## [Yönergeler]
a) Kaynak metne göre Tufanbeyli İlçesi'nin karantinaya alınmasının gerekçesi nedir? Bir ila üç cümleyle açıklayınız.
b) Kaynak metinde "HDP Adana Milletvekili" ifadesinden başlayıp "vakaların durumunu öğrenemiyoruz." ifadesine kadar uzanan bölümün tamamını hiçbir değişiklik yapmadan yineleyiniz.

## [Kaynak Metin]
▽

HDP'li Hatimoğulları: 'Hapishanelerde olası bi durumun vebali boyunlarınadır!'

HDP

Gündem 06.04.2020, 11:15 06.04.2020, 11:15
HDP'li Hatimoğulları: 'Hapishanelerde olası bi durumun vebali boyunlarınadır!'

HDP Adana Milletvekili Tülay Hatimoğulları, Adana'da koronavirüs salgını nedeniyle yaşananları Yurttan Sesler'e değerlendirdi. 


HDP'li Hatimoğulları'nın koronavirüs dosyası kapsamındaki sorularımıza yanıtları şöyle:

 

Adana'da çok sayıda koronavirüs vakası görülmesini neye bağlıyorsunuz? Neler eksik bırakıldı?


TTB’nin geçtiğimiz günlerde açıkladığı rapora göre Adana’da 550 vaka arasında 63 yoğun bakım hastasından 15’i entübe durumda. 2 taburcu olan hasta, 4 hekim ve 12 sağlık çalışanı Korona şüphesi ile takip edilmekte. Tabi bunlar 30 Mart’ta açıklanan veriler, şu anki durumu bilemiyoruz ki bu süreçte en çok zorlandığımız konu açık ve doğru bilgiye erişmek. Örneğin 4 Nisan’da İl Pandemi Kurulunca, Tufanbeyli İlçesi’nin nüfusuna oranla fazla vaka görülmesi nedeni ile karantinaya alındığı duyuruldu. Ancak bu oranın ne olduğunu, kaç vaka olduğunu ve vakaların durumunu öğrenemiyoruz.

△

## [Kayıtlar]
▽

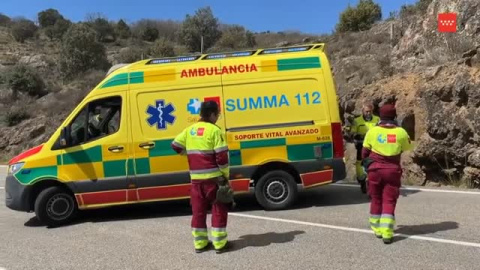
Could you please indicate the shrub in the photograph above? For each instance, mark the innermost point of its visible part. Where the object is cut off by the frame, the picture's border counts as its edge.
(236, 37)
(25, 79)
(104, 30)
(23, 29)
(15, 116)
(81, 51)
(359, 18)
(122, 30)
(150, 33)
(4, 20)
(202, 24)
(161, 48)
(57, 30)
(48, 17)
(419, 8)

△

## [Alıştırma Yanıtları]
a) İl Pandemi Kurulu, 4 Nisan'da Tufanbeyli İlçesi'nin nüfusuna oranla fazla vaka görülmesi nedeniyle karantinaya alındığını duyurmuştur. Ancak kaynak metne göre bu oranın ne olduğu, kaç vaka bulunduğu ve vakaların durumu öğrenilememektedir.

b)
HDP Adana Milletvekili Tülay Hatimoğulları, Adana'da koronavirüs salgını nedeniyle yaşananları Yurttan Sesler'e değerlendirdi. 


HDP'li Hatimoğulları'nın koronavirüs dosyası kapsamındaki sorularımıza yanıtları şöyle:

 

Adana'da çok sayıda koronavirüs vakası görülmesini neye bağlıyorsunuz? Neler eksik bırakıldı?


TTB’nin geçtiğimiz günlerde açıkladığı rapora göre Adana’da 550 vaka arasında 63 yoğun bakım hastasından 15’i entübe durumda. 2 taburcu olan hasta, 4 hekim ve 12 sağlık çalışanı Korona şüphesi ile takip edilmekte. Tabi bunlar 30 Mart’ta açıklanan veriler, şu anki durumu bilemiyoruz ki bu süreçte en çok zorlandığımız konu açık ve doğru bilgiye erişmek. Örneğin 4 Nisan’da İl Pandemi Kurulunca, Tufanbeyli İlçesi’nin nüfusuna oranla fazla vaka görülmesi nedeni ile karantinaya alındığı duyuruldu. Ancak bu oranın ne olduğunu, kaç vaka olduğunu ve vakaların durumunu öğrenemiyoruz.